_To do_: Copy the rows below word for word, starting with the line that contains "In this exercise you will find the girl's ear" and going on through the last line of the rows.

☆ ☆ ☆ ☆ ☆

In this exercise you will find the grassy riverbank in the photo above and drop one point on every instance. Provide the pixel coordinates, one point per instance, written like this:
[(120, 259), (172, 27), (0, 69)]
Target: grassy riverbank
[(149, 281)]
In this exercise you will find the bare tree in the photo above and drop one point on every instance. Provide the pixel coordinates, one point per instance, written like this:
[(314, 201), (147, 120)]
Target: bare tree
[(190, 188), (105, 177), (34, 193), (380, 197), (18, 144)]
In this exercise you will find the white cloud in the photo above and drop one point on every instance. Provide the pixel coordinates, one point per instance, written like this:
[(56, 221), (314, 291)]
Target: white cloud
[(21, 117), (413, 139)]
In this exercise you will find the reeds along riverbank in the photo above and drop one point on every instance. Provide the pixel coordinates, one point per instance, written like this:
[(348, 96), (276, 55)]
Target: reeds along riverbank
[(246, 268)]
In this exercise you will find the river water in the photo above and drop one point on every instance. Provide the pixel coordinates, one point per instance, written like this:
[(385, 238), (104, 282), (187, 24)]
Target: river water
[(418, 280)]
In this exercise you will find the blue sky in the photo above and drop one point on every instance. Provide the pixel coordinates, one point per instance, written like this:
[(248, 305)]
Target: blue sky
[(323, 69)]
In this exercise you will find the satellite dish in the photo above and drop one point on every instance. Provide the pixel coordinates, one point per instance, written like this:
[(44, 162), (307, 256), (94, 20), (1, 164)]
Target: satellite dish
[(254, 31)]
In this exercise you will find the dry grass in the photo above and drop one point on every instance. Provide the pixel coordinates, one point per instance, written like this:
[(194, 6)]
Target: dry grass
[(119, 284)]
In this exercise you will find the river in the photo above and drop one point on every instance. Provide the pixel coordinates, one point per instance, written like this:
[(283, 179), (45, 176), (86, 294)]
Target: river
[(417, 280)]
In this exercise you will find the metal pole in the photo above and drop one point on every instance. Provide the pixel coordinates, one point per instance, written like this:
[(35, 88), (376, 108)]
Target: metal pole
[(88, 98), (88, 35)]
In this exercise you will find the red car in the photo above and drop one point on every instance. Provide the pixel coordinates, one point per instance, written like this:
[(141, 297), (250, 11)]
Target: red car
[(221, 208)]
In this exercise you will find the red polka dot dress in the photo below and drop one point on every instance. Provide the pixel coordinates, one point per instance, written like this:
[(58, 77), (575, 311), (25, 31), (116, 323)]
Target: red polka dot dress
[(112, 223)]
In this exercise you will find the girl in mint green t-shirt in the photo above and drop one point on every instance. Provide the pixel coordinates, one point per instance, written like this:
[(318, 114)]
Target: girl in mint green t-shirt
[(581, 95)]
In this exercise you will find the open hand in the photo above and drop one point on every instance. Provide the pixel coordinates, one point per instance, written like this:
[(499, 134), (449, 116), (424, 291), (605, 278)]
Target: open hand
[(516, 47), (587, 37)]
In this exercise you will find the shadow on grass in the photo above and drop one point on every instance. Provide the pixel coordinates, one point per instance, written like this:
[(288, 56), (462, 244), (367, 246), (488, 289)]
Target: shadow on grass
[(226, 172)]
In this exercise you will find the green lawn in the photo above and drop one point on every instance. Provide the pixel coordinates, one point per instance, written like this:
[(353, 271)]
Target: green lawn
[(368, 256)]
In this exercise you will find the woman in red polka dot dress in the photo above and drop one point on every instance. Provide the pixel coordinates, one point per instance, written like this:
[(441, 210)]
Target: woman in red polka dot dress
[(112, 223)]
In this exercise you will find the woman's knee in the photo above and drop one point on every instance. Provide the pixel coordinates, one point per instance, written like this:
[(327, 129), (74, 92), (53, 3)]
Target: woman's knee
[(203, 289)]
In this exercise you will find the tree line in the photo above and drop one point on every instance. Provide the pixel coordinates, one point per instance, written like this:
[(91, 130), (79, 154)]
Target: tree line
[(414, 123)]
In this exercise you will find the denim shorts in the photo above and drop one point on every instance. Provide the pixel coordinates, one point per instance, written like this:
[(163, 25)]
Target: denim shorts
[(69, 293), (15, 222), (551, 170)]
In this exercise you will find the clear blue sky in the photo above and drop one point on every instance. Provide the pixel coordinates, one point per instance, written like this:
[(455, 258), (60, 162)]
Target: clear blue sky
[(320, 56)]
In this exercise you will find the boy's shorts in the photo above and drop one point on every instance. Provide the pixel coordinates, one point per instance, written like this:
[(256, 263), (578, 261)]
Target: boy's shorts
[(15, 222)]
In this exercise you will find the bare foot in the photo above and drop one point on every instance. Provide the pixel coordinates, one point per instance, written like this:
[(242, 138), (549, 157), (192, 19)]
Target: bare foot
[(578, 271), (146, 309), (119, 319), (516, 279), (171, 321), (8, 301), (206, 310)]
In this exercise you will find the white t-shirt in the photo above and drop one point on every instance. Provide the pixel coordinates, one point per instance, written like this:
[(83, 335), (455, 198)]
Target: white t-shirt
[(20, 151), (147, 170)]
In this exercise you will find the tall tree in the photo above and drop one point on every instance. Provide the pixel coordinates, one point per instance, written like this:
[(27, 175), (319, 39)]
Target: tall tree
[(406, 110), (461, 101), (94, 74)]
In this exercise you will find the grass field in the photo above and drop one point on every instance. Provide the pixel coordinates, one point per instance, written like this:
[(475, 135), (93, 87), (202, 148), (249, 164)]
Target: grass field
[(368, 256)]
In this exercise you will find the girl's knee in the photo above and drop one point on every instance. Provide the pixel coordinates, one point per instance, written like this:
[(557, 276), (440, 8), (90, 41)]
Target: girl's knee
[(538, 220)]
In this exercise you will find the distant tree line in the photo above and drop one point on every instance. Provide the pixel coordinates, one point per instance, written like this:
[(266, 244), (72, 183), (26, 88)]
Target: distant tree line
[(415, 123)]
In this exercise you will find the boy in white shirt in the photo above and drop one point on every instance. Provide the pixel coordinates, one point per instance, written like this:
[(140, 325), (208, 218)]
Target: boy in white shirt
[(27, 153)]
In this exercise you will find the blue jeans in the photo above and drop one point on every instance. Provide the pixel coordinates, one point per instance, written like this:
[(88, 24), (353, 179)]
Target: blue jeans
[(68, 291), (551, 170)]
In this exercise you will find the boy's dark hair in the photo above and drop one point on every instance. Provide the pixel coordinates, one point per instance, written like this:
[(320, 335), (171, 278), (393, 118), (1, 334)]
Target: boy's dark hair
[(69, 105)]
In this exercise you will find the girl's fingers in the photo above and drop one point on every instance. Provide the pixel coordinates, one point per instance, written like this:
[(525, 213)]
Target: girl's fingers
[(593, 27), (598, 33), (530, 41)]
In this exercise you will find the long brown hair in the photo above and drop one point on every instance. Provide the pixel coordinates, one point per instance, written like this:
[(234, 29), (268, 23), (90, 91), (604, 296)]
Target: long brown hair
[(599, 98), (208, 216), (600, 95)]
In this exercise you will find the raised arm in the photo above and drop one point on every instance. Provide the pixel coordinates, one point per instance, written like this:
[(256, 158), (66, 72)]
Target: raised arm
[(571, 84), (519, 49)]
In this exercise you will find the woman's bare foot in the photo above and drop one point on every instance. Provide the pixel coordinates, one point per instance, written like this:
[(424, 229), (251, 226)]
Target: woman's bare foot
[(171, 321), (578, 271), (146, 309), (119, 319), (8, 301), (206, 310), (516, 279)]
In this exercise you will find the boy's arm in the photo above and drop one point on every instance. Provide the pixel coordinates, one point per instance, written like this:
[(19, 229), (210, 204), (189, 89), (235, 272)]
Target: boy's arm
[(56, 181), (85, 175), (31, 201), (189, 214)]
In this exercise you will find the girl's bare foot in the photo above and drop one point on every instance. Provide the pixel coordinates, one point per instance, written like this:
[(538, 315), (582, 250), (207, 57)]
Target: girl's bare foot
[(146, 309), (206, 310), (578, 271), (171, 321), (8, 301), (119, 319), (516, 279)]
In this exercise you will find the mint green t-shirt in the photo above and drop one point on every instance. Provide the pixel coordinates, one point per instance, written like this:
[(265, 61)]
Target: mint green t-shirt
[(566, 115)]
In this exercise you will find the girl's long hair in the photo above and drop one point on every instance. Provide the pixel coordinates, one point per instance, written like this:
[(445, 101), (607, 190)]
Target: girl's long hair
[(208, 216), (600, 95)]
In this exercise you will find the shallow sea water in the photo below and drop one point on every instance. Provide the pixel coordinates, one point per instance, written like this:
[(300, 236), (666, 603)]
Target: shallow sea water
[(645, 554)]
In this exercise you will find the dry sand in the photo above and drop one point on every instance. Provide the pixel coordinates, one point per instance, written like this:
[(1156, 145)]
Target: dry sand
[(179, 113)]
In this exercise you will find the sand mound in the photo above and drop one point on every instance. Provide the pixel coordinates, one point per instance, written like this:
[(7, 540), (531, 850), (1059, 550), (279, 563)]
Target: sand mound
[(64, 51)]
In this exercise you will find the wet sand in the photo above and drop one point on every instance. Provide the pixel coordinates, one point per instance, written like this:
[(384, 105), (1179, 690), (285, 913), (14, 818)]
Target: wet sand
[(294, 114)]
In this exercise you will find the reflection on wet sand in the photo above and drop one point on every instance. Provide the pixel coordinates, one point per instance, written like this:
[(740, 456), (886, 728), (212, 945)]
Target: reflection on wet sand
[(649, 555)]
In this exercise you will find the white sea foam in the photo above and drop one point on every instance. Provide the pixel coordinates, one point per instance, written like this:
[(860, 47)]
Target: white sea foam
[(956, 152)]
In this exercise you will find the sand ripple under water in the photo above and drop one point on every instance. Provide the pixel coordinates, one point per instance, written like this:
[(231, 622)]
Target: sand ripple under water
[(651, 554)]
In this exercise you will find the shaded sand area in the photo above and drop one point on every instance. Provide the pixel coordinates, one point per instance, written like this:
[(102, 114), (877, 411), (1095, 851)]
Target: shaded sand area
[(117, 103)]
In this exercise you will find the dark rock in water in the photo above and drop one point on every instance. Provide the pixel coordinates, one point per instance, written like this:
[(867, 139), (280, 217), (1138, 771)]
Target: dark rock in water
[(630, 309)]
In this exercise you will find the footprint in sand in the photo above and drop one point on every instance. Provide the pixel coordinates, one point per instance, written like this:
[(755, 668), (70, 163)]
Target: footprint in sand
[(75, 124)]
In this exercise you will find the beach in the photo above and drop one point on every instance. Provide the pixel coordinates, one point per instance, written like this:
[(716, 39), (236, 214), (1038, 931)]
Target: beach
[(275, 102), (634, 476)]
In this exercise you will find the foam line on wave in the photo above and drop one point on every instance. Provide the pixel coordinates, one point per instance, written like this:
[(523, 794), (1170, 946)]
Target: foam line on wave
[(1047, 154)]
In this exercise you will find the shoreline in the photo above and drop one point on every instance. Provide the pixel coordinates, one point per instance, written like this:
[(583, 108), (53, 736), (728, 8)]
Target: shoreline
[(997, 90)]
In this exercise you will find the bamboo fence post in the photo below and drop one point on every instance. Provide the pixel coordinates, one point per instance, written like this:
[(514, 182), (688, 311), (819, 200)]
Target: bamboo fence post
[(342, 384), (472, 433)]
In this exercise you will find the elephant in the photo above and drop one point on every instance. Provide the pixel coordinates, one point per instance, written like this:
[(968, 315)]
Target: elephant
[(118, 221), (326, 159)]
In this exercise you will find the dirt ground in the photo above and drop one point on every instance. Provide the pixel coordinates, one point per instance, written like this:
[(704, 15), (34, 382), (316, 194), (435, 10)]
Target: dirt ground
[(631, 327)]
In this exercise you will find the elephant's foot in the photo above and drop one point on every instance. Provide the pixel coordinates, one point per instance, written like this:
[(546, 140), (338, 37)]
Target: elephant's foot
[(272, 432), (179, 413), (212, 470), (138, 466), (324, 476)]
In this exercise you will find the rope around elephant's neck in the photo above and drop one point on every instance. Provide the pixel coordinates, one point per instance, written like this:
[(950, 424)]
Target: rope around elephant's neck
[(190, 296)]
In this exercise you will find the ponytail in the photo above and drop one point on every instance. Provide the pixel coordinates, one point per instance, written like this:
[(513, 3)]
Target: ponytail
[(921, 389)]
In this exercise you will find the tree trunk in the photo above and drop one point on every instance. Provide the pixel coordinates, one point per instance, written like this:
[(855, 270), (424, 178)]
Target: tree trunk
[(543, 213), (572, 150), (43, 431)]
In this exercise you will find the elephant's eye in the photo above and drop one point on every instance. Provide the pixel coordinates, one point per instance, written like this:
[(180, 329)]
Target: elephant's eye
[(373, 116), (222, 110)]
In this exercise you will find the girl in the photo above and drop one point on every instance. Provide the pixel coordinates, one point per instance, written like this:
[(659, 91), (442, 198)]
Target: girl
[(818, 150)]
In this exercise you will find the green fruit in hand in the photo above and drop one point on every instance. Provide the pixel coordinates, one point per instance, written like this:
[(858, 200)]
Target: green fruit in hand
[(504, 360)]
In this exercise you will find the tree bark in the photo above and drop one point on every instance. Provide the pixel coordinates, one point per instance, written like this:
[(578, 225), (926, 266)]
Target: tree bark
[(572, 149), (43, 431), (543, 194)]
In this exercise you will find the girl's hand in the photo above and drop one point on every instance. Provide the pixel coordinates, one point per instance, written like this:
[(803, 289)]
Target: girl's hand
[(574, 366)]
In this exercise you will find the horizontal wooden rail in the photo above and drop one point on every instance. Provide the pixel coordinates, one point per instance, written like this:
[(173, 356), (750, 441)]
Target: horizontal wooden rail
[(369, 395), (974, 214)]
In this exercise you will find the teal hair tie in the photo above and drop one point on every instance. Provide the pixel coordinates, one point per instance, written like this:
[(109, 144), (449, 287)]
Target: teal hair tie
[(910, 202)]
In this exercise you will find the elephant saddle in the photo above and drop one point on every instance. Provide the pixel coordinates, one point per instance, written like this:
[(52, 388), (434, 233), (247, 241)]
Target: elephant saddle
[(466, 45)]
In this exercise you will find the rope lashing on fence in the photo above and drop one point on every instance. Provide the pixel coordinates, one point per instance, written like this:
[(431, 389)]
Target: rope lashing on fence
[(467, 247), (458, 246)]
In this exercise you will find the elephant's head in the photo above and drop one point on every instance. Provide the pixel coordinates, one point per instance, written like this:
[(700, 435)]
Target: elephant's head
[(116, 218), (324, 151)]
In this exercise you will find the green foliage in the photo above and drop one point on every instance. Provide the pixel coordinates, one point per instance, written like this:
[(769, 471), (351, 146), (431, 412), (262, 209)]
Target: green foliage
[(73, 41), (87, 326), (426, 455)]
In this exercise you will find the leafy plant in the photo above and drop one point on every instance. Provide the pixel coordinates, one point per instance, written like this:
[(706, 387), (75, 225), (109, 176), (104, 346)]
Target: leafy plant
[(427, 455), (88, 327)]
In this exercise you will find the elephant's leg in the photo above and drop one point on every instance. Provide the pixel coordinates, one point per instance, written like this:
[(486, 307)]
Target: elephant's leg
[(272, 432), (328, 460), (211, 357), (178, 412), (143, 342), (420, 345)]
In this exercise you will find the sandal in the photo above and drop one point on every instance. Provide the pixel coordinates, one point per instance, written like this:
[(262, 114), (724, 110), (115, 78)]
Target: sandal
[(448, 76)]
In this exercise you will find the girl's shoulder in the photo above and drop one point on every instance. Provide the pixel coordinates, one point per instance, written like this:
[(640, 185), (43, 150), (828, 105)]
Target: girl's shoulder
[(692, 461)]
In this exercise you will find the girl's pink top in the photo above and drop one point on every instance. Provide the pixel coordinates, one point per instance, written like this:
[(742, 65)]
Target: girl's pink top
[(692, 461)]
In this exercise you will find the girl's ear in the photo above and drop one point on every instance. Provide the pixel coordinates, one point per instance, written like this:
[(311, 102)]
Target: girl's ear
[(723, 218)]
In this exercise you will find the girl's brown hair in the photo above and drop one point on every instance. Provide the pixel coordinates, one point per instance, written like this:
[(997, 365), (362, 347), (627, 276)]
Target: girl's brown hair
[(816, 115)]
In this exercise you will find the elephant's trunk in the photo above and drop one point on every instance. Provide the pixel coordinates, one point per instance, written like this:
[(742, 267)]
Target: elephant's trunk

☆ ☆ ☆ ☆ ☆

_Exercise answer_:
In this exercise you will find the girl's ear in the photo above and drop one point on every instance. Provide the pixel coordinates, one point per instance, written like this:
[(311, 102)]
Target: girl's ear
[(723, 218)]
In this exercise you will find the girl's brown hair in the photo above and drop one point on every instance. Provide the pixel coordinates, one point per instance, written like this:
[(997, 365), (362, 347), (627, 276)]
Target: girl's brown hair
[(816, 115)]
In this exercise you will find the elephant's trunk in the photo above and drop one point on every instance. Provide the pixel coordinates, one point per instance, written like this:
[(742, 267)]
Target: elephant's trunk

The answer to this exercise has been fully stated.